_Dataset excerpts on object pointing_
☆ ☆ ☆

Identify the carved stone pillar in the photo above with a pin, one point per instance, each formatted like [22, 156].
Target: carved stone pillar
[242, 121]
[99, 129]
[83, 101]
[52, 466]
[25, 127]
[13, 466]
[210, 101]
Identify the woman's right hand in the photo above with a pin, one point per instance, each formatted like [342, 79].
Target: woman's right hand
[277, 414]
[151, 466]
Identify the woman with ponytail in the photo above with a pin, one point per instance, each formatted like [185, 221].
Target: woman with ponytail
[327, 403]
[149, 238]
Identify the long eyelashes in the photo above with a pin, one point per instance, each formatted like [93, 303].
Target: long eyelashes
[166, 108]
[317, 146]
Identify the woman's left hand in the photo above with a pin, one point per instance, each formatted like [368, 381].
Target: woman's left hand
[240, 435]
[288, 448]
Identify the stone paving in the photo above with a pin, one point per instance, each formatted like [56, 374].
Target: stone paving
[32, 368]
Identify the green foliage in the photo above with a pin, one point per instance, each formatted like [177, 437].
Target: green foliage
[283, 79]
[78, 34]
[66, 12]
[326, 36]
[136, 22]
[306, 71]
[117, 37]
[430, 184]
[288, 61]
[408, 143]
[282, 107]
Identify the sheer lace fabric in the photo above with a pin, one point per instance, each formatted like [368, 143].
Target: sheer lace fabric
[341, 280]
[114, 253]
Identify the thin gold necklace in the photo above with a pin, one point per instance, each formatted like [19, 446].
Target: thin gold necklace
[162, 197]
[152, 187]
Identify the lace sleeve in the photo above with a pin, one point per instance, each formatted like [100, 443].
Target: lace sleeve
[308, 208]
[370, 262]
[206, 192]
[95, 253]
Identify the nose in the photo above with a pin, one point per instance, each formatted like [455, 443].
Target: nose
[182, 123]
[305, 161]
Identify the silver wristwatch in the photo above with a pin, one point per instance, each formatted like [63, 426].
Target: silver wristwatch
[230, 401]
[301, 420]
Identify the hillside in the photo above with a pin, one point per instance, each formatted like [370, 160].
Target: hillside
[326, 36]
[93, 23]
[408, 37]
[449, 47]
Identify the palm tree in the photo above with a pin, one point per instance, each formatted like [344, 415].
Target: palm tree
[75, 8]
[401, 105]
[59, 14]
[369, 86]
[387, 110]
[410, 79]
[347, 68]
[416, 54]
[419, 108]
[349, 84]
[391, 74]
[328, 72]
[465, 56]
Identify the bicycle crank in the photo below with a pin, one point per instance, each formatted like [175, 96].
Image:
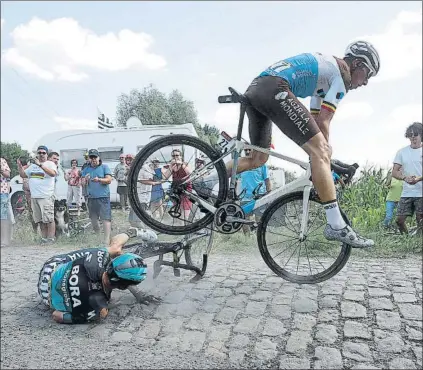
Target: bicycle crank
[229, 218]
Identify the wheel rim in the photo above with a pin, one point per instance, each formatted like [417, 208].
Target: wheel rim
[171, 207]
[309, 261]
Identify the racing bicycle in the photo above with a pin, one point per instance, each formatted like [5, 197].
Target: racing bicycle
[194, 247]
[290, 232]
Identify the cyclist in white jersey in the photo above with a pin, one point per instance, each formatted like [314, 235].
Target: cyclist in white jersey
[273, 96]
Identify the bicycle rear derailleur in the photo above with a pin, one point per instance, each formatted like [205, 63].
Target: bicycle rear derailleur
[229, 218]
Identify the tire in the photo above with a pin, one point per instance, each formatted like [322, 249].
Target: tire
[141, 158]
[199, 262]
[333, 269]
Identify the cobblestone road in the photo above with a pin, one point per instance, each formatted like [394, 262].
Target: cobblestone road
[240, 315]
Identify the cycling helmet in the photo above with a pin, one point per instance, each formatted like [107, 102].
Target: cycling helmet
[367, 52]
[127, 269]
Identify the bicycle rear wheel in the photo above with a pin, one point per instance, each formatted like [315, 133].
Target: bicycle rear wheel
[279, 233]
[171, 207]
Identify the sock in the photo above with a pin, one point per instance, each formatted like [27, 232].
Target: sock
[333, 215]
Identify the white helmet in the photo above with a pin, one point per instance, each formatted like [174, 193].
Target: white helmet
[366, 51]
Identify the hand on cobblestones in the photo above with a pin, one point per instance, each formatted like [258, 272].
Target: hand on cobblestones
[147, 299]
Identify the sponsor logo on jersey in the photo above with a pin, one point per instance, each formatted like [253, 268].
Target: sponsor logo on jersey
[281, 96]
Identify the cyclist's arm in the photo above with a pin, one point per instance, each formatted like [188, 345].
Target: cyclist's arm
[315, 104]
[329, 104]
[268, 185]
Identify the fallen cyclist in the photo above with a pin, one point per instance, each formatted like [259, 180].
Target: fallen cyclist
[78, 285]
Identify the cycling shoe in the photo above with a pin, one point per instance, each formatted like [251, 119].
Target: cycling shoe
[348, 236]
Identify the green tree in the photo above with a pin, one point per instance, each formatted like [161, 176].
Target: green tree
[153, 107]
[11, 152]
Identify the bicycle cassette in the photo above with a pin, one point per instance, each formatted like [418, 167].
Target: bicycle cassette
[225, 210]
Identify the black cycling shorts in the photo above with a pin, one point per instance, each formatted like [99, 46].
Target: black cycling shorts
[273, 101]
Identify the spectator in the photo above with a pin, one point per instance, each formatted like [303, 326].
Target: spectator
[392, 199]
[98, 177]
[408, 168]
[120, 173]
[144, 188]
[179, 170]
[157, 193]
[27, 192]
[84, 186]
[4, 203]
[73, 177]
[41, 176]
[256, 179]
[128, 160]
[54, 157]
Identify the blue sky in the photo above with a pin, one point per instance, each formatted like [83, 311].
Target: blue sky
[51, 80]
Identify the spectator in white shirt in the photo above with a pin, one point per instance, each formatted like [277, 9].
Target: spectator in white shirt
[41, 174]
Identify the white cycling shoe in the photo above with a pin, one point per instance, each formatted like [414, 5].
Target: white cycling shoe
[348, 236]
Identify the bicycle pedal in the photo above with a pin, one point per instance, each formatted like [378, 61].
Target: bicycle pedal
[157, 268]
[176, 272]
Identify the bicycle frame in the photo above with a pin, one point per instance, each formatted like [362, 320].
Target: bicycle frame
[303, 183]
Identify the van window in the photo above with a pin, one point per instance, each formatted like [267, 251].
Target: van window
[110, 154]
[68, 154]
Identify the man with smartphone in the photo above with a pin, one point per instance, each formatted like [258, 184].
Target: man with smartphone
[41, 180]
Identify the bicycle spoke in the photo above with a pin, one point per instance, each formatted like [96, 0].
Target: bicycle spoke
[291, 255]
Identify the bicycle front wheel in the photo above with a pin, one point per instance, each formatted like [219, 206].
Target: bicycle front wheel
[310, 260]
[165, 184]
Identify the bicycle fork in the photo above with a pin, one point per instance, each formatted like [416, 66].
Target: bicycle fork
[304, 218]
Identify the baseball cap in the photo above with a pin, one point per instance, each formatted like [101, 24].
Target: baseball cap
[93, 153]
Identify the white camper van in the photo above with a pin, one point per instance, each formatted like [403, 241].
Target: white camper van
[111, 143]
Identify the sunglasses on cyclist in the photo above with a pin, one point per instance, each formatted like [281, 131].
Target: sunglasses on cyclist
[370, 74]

☆ ☆ ☆

Arrange everything from the line containing "Identify the white camper" down to the end of the data as a two-column CSV with the headers input and output, one row per block that opens with "Identify". Put each block's text in input and its coordinates in output, each as one quoted field with line breaks replaced by spaces.

input,output
"Identify the white camper van in the photo above with a pin, one point per instance, each formatted like [403, 241]. Target: white camper van","[111, 143]"
"Identify the sunglasses on cyclist in the photo above with a pin, one point per instance, each formatted like [281, 131]. Target: sunglasses on cyclist","[370, 74]"